___ Supplied records ___

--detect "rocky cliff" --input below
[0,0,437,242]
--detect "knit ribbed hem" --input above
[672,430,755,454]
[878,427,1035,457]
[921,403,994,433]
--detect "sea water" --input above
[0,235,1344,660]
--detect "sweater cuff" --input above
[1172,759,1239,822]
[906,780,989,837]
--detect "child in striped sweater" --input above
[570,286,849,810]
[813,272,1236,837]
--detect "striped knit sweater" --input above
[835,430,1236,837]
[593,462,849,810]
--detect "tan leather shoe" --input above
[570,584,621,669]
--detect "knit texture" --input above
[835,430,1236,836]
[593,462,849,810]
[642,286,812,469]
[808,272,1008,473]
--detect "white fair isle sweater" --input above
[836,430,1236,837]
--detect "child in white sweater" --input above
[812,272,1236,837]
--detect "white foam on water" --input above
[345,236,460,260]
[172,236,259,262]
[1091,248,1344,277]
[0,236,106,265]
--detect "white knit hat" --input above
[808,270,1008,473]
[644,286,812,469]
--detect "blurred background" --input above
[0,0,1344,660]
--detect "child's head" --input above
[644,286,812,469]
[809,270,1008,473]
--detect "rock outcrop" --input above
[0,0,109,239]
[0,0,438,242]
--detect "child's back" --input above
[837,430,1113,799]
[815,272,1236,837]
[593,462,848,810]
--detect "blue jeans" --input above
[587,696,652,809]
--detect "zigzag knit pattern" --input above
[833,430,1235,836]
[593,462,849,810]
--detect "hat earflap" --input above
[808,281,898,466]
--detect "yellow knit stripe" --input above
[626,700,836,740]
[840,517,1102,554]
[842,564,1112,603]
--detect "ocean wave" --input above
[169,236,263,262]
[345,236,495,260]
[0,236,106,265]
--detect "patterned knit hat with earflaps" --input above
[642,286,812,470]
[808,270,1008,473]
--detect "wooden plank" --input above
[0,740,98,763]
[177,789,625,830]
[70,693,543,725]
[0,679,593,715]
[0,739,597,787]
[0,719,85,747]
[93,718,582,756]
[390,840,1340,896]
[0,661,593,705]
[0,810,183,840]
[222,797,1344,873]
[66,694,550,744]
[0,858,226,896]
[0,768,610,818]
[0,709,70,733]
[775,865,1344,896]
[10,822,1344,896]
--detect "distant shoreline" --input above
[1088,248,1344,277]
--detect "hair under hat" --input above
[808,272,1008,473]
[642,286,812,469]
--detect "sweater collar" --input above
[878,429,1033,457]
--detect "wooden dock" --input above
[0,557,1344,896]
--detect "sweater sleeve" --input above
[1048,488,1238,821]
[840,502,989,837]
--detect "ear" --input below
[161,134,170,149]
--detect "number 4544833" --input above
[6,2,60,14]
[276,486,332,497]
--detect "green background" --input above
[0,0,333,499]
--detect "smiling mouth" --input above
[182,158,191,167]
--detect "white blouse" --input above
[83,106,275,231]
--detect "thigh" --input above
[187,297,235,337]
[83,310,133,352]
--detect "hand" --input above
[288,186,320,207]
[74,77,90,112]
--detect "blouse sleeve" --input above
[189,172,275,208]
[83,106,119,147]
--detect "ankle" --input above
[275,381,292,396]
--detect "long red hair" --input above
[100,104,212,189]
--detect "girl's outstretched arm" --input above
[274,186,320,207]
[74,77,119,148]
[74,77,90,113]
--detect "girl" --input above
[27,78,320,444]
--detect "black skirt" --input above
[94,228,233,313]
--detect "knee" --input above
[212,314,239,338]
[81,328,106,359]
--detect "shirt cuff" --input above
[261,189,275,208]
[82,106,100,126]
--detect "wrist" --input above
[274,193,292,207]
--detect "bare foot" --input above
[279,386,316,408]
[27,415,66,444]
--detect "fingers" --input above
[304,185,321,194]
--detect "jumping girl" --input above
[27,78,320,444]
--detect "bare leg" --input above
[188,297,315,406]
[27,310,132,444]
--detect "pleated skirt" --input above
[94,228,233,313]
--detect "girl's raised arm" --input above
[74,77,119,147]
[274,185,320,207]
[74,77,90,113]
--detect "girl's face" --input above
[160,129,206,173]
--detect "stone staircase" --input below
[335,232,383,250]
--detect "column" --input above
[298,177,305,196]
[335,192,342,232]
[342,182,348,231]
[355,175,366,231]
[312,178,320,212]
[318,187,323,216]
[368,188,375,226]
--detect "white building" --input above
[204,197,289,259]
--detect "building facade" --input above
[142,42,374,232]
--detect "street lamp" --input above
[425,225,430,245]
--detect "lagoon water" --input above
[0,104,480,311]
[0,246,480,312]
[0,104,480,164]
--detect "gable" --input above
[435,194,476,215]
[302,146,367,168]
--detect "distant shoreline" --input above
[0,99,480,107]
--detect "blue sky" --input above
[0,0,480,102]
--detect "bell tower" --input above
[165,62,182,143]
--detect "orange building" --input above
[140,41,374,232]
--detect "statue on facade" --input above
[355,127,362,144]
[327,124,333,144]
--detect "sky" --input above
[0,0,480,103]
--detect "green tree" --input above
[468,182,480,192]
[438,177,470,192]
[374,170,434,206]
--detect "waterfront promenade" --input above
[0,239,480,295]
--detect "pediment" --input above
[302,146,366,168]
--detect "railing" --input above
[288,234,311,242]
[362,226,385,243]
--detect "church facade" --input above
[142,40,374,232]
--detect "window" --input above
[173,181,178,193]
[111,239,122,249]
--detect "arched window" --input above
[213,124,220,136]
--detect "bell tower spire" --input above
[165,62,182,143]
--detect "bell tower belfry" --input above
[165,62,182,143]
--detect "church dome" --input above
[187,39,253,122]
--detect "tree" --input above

___

> Task to carry out:
Return all of the data above line for line, with no changes.

> Full output:
--detect "rocky cliff" --input below
[0,0,437,242]
--detect "knit ribbed hem" --input above
[672,430,755,454]
[878,427,1035,457]
[921,403,994,433]
--detect "sea water" --input above
[0,235,1344,660]
--detect "sweater cuff" --input above
[1172,759,1239,822]
[906,780,989,837]
--detect "child in striped sweater" --input above
[570,286,849,810]
[813,272,1236,837]
--detect "striped knit sweater" --input above
[835,430,1236,837]
[593,462,849,810]
--detect "tan leather shoe" --input above
[570,584,621,669]
--detect "knit texture" --input above
[835,430,1236,836]
[593,462,849,810]
[642,286,812,469]
[808,272,1008,473]
--detect "white fair isle sweater" --input above
[836,430,1236,837]
--detect "child in white sweater" --input above
[812,272,1236,837]
--detect "white foam on water" --input above
[345,236,460,260]
[172,236,259,262]
[1091,248,1344,277]
[0,236,106,265]
--detect "white knit hat" --input above
[808,270,1008,473]
[644,286,812,469]
--detect "blurred background" --input above
[0,0,1344,660]
--detect "child's head" --input above
[644,286,812,469]
[809,270,1008,473]
--detect "rock outcrop" --input above
[0,0,109,239]
[0,0,438,242]
--detect "child's back" --input above
[837,430,1113,799]
[815,272,1236,837]
[593,462,848,810]
--detect "blue jeans" --input above
[587,696,652,809]
--detect "zigzag knit pattern" --input above
[833,430,1235,836]
[593,462,849,810]
--detect "hat earflap" --input above
[808,281,898,466]
--detect "yellow knit stripe" --input above
[626,700,836,740]
[840,517,1102,554]
[842,564,1112,603]
--detect "ocean wave" --input above
[169,236,263,262]
[345,236,495,260]
[0,236,106,265]
--detect "patterned knit hat with earflaps" --input above
[642,286,812,470]
[808,270,1008,473]
--detect "wooden plank" --input above
[0,740,98,763]
[177,789,625,830]
[70,693,543,725]
[0,679,593,715]
[0,739,597,787]
[0,719,85,747]
[93,718,582,756]
[390,840,1340,896]
[0,661,593,705]
[0,810,183,840]
[222,797,1344,873]
[66,694,550,744]
[0,858,226,896]
[0,768,610,818]
[0,709,70,733]
[775,865,1344,896]
[10,822,1344,896]
--detect "distant shoreline" --input above
[1088,248,1344,277]
--detect "hair under hat" --input above
[808,272,1008,473]
[642,286,812,469]
--detect "sweater collar" --input above
[878,429,1033,457]
--detect "wooden dock" --input above
[0,557,1344,896]
--detect "sweater sleeve" --input above
[1048,488,1238,821]
[840,502,989,837]
--detect "ear" --input below
[161,134,170,149]
--detect "number 4544833" --input above
[6,2,60,14]
[276,486,332,497]
--detect "green background" --input above
[0,0,333,499]
--detect "smiling mouth" --input above
[182,158,191,167]
--detect "white blouse" --input above
[83,106,275,231]
--detect "thigh" --input above
[187,297,235,337]
[83,310,133,352]
--detect "hand" --input above
[288,186,320,207]
[74,77,90,112]
--detect "blouse sleeve" --input above
[189,172,275,208]
[83,106,119,147]
--detect "ankle" --input above
[275,381,292,396]
--detect "long red hair" --input above
[100,104,212,189]
--detect "girl's outstretched arm" --input above
[274,186,320,207]
[74,77,119,148]
[74,77,90,113]
--detect "girl" --input above
[27,78,320,444]
--detect "black skirt" --input above
[94,228,233,313]
--detect "knee" --input above
[212,314,239,338]
[81,328,106,359]
--detect "shirt cuff" --input above
[261,189,275,208]
[82,106,100,126]
--detect "wrist" --input above
[274,193,292,207]
--detect "bare foot" --input above
[279,386,316,408]
[27,415,66,444]
--detect "fingers" --input above
[304,185,321,194]
--detect "jumping girl" --input above
[27,78,320,444]
--detect "bare leg" --input above
[188,297,315,406]
[27,310,132,444]
--detect "pleated skirt" --input above
[94,228,233,313]
--detect "girl's raised arm" --input above
[74,77,119,147]
[274,185,320,207]
[74,77,90,113]
--detect "girl's face" --input above
[160,129,206,173]
--detect "stone staircase" --input below
[335,232,383,250]
--detect "column" --input above
[298,177,305,196]
[335,192,342,232]
[342,182,348,231]
[355,175,366,231]
[312,178,320,212]
[318,187,323,216]
[368,188,375,226]
--detect "white building" --input above
[204,197,289,259]
--detect "building facade" --input above
[142,42,374,232]
--detect "street lamp" --input above
[425,225,430,245]
--detect "lagoon water" --input above
[0,104,480,311]
[0,246,480,312]
[0,104,480,164]
--detect "gable" --input above
[435,194,476,215]
[302,146,367,168]
--detect "distant shoreline" --input above
[0,99,480,107]
--detect "blue sky" --input above
[0,0,480,102]
--detect "bell tower" --input above
[165,62,182,143]
--detect "orange building" --input above
[140,41,374,232]
--detect "statue on facade" --input above
[355,127,362,144]
[327,124,333,144]
--detect "sky" --input above
[0,0,480,103]
--detect "green tree" --input above
[468,182,480,192]
[438,177,470,192]
[374,170,434,206]
--detect "waterfront promenade" --input above
[0,239,480,295]
--detect "pediment" --input above
[302,146,366,168]
--detect "railing" --input above
[288,234,311,242]
[362,226,385,243]
--detect "church facade" --input above
[142,40,374,232]
--detect "window" --input above
[173,181,178,193]
[111,239,122,249]
--detect "arched window" --input above
[213,124,220,136]
--detect "bell tower spire" --input above
[165,62,182,143]
--detect "bell tower belfry" --input above
[165,62,182,143]
--detect "church dome" --input above
[187,39,253,122]
--detect "tree" --input above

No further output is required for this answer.